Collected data
────

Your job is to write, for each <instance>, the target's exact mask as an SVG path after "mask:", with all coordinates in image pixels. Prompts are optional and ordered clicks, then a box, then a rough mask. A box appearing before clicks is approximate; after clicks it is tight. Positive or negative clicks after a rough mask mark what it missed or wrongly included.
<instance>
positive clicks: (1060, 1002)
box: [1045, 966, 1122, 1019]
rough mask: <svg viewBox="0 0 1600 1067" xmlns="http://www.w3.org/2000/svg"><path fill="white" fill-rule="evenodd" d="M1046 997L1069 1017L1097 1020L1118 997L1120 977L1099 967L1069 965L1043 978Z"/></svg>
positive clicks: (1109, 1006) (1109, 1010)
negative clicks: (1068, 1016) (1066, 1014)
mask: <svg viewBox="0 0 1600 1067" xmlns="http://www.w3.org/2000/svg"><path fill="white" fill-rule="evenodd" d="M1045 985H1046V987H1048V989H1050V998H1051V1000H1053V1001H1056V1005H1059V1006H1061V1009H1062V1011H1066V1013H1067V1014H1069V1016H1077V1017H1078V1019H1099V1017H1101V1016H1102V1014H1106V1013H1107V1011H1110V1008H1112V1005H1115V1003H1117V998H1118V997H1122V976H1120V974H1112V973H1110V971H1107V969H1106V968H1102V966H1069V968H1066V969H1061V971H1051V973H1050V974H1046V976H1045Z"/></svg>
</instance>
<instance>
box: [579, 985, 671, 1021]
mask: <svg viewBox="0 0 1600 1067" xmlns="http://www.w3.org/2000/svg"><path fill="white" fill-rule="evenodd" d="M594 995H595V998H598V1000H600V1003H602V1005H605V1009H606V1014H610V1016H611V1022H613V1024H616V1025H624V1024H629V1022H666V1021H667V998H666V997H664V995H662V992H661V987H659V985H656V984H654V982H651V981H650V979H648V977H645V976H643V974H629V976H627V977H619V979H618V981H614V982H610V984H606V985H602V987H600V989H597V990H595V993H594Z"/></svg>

────

#### [Directions]
Please repeat every line of the items above word for word, changing nothing.

#### [The completed task]
Your job is to write, for each <instance>, the target's exact mask as an SVG path after "mask:", with all coordinates in image pixels. Prompts are optional and ordered clicks, then a box, then a rough mask. A box appearing before clicks is approximate; after clicks it is tight. Positive or negative clicks after a rough mask mark what it missed or wrongly included.
<instance>
positive clicks: (1060, 1002)
box: [1045, 966, 1122, 1019]
rough mask: <svg viewBox="0 0 1600 1067" xmlns="http://www.w3.org/2000/svg"><path fill="white" fill-rule="evenodd" d="M1046 997L1069 1017L1097 1020L1118 997L1120 977L1099 967L1069 965L1043 978Z"/></svg>
positive clicks: (1109, 1006) (1109, 1010)
negative clicks: (1068, 1016) (1066, 1014)
mask: <svg viewBox="0 0 1600 1067" xmlns="http://www.w3.org/2000/svg"><path fill="white" fill-rule="evenodd" d="M1045 985H1046V987H1048V989H1050V998H1051V1000H1053V1001H1056V1005H1059V1006H1061V1009H1062V1011H1066V1013H1067V1014H1069V1016H1077V1017H1078V1019H1099V1017H1101V1016H1102V1014H1106V1013H1107V1011H1110V1008H1112V1005H1115V1003H1117V998H1118V997H1122V976H1120V974H1112V973H1110V971H1107V969H1106V968H1102V966H1069V968H1066V969H1061V971H1051V973H1050V974H1046V976H1045Z"/></svg>
</instance>
<instance>
box: [579, 985, 671, 1021]
mask: <svg viewBox="0 0 1600 1067" xmlns="http://www.w3.org/2000/svg"><path fill="white" fill-rule="evenodd" d="M594 995H595V998H598V1000H600V1003H602V1005H605V1009H606V1014H610V1016H611V1022H613V1024H616V1025H624V1024H629V1022H666V1021H667V998H666V997H664V995H662V992H661V987H659V985H656V984H654V982H651V981H650V979H648V977H645V976H643V974H629V976H627V977H619V979H618V981H614V982H610V984H606V985H602V987H600V989H597V990H595V993H594Z"/></svg>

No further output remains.